→ TASK DESCRIPTION
Below are the entries. Set down exactly the line containing "Query: white projector screen frame" and each line after it.

→ AVAILABLE RECORDS
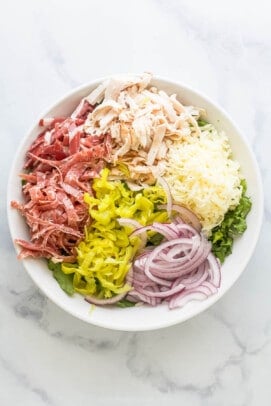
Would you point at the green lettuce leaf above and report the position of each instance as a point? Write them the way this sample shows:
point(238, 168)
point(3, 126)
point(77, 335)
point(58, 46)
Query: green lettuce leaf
point(65, 281)
point(234, 224)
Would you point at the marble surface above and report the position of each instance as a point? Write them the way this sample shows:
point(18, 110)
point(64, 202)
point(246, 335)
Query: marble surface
point(223, 356)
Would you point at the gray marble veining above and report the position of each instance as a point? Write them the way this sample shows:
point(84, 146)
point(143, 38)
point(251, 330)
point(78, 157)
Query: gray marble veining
point(223, 356)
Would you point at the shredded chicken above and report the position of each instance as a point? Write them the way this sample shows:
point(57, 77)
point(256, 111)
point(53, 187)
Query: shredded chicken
point(143, 123)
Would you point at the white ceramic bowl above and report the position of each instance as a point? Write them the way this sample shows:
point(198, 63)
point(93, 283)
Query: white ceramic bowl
point(144, 317)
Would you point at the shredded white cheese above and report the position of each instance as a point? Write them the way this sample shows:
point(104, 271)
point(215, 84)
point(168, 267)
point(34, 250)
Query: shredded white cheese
point(203, 177)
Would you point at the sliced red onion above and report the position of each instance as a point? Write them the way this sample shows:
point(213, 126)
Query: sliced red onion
point(178, 270)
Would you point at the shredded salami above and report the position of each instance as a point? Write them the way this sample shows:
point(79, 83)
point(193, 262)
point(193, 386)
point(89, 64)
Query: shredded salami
point(60, 165)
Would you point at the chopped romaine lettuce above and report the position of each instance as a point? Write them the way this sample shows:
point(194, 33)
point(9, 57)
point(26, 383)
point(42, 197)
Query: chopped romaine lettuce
point(65, 281)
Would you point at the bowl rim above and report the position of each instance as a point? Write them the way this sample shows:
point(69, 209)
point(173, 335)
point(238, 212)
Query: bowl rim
point(205, 304)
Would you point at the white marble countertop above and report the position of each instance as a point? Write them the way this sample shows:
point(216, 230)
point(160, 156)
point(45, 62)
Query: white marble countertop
point(223, 356)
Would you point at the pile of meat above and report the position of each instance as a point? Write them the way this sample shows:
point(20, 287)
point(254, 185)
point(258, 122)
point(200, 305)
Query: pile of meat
point(59, 167)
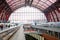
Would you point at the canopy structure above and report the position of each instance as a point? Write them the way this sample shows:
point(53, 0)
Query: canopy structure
point(51, 8)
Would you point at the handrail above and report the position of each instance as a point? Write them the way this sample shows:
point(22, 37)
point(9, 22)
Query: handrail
point(48, 28)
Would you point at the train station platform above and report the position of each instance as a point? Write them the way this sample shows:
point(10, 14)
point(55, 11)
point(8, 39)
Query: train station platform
point(19, 35)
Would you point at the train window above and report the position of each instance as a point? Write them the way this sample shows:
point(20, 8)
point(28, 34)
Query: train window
point(59, 35)
point(56, 34)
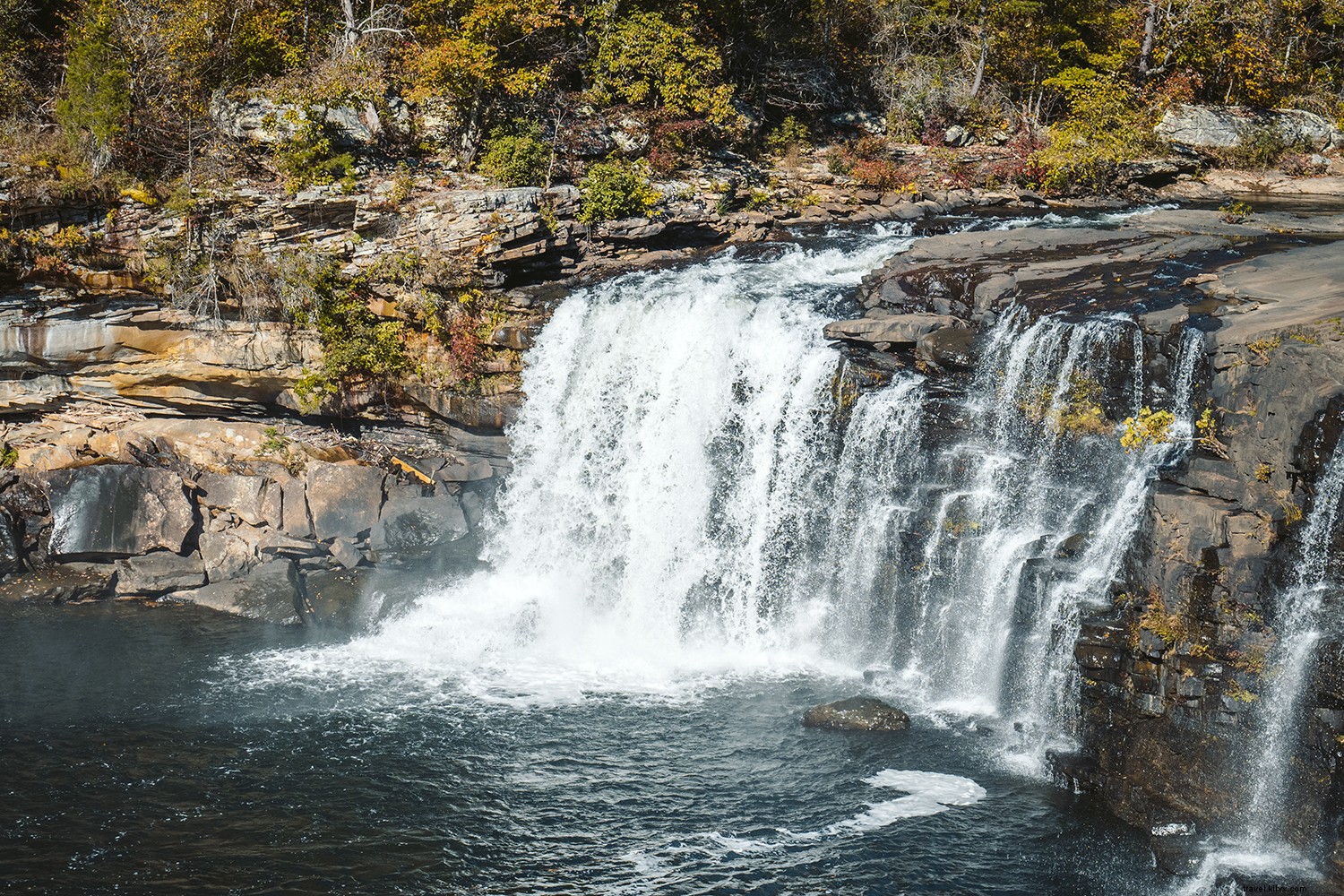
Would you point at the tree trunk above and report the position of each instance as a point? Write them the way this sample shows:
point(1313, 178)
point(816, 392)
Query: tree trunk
point(984, 48)
point(351, 22)
point(1145, 51)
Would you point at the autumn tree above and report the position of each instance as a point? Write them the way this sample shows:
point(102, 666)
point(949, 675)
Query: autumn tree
point(96, 107)
point(478, 54)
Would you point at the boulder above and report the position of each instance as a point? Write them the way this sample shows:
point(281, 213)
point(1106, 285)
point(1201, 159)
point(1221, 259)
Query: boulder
point(263, 120)
point(117, 509)
point(335, 597)
point(11, 546)
point(465, 470)
point(857, 713)
point(952, 347)
point(159, 573)
point(957, 136)
point(244, 495)
point(295, 511)
point(343, 500)
point(1231, 126)
point(59, 583)
point(473, 508)
point(271, 592)
point(892, 331)
point(346, 554)
point(226, 555)
point(413, 524)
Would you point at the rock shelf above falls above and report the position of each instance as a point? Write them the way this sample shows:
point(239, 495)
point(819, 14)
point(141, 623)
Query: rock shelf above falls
point(1172, 673)
point(151, 470)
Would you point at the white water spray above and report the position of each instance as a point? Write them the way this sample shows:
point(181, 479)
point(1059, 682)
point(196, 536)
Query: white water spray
point(1300, 627)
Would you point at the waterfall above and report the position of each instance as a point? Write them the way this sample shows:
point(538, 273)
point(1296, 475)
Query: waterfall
point(672, 487)
point(1300, 627)
point(685, 501)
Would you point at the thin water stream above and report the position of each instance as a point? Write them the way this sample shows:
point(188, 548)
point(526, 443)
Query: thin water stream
point(688, 554)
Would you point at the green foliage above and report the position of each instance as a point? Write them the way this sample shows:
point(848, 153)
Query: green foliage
point(645, 59)
point(355, 341)
point(1075, 413)
point(274, 443)
point(311, 159)
point(615, 190)
point(1104, 128)
point(97, 96)
point(516, 158)
point(1150, 427)
point(1262, 147)
point(789, 134)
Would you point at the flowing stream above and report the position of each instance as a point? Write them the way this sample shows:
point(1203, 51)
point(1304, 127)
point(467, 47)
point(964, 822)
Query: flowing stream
point(1300, 627)
point(696, 543)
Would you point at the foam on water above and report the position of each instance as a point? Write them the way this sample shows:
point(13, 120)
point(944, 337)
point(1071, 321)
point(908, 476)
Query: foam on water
point(666, 473)
point(927, 793)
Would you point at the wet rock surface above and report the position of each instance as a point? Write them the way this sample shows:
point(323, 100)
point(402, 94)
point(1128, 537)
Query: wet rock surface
point(857, 713)
point(1172, 672)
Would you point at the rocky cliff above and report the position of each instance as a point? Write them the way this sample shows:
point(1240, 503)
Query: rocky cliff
point(1174, 669)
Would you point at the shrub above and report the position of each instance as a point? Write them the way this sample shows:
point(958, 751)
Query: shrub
point(878, 174)
point(645, 59)
point(789, 134)
point(311, 159)
point(97, 96)
point(1102, 129)
point(1150, 427)
point(615, 190)
point(355, 341)
point(516, 159)
point(674, 142)
point(1261, 147)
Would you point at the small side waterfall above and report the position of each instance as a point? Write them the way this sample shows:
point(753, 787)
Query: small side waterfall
point(1300, 627)
point(683, 503)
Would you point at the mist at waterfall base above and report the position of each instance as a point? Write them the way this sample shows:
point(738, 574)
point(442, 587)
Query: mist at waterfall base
point(690, 552)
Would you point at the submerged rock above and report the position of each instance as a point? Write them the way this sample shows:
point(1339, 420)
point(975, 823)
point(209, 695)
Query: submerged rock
point(857, 713)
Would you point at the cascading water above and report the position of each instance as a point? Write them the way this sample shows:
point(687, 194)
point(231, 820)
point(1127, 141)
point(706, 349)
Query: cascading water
point(671, 481)
point(997, 540)
point(1300, 627)
point(682, 501)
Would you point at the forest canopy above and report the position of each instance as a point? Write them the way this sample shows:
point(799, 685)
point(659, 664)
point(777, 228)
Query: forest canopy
point(129, 83)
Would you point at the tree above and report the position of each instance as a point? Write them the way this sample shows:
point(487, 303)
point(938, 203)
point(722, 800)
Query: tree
point(475, 54)
point(96, 105)
point(645, 59)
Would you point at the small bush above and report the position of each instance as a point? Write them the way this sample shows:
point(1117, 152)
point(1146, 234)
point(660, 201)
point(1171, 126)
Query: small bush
point(672, 142)
point(516, 159)
point(789, 134)
point(615, 190)
point(309, 159)
point(1261, 147)
point(1104, 128)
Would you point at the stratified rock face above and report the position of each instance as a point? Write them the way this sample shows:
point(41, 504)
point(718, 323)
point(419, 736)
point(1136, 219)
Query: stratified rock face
point(343, 500)
point(116, 511)
point(1230, 126)
point(59, 583)
point(261, 118)
point(857, 713)
point(160, 573)
point(1171, 669)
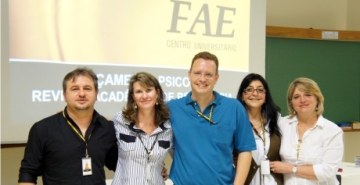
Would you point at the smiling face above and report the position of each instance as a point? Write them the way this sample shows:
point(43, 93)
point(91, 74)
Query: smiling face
point(203, 76)
point(145, 97)
point(303, 103)
point(80, 93)
point(254, 95)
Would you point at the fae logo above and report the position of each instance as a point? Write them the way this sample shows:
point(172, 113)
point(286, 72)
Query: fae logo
point(186, 19)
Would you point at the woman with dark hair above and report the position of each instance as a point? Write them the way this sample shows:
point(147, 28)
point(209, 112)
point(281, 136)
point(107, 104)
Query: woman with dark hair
point(254, 94)
point(143, 133)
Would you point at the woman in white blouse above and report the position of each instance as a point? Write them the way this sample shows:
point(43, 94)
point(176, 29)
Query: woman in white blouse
point(312, 146)
point(143, 132)
point(254, 94)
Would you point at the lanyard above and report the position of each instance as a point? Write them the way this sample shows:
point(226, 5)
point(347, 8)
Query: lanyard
point(148, 150)
point(263, 138)
point(79, 134)
point(207, 118)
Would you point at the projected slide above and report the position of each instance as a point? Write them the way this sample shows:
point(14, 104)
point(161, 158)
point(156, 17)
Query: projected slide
point(116, 38)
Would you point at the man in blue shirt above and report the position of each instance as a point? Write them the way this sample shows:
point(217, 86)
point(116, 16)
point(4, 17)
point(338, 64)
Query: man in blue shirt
point(208, 128)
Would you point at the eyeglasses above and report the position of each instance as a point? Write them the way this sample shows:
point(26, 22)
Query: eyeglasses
point(206, 75)
point(251, 90)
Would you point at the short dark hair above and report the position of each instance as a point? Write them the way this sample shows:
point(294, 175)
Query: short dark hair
point(269, 110)
point(208, 56)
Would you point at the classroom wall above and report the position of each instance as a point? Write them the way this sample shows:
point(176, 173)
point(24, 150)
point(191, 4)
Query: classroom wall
point(317, 14)
point(322, 14)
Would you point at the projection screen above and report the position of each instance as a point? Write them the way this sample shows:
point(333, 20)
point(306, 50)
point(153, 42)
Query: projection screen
point(45, 39)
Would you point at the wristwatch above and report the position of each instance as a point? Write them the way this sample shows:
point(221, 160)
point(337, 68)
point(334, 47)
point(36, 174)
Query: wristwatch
point(294, 170)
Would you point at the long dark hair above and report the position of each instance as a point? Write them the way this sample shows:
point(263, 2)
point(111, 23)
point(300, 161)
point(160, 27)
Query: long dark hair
point(269, 109)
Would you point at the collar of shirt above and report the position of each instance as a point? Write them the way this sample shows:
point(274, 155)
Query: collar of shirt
point(216, 101)
point(319, 122)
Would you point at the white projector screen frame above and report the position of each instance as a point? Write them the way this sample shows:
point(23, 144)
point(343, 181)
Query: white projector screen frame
point(42, 40)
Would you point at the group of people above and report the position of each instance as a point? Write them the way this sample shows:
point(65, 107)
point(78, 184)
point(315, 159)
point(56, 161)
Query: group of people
point(213, 139)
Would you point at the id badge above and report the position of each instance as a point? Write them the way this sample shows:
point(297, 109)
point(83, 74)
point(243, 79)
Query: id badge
point(86, 166)
point(265, 167)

→ EXERCISE RESPONSE
Query: white projector screen frame
point(42, 40)
Would you point at the group of people above and report the position of each instance as a point? Write them the way this sample shows:
point(65, 107)
point(78, 184)
point(315, 159)
point(56, 161)
Query: group of people
point(213, 139)
Would you point at the id badge above and report the position of each instance as a point? Write them the way this sample shows:
point(297, 109)
point(83, 74)
point(243, 79)
Query: id badge
point(86, 166)
point(265, 167)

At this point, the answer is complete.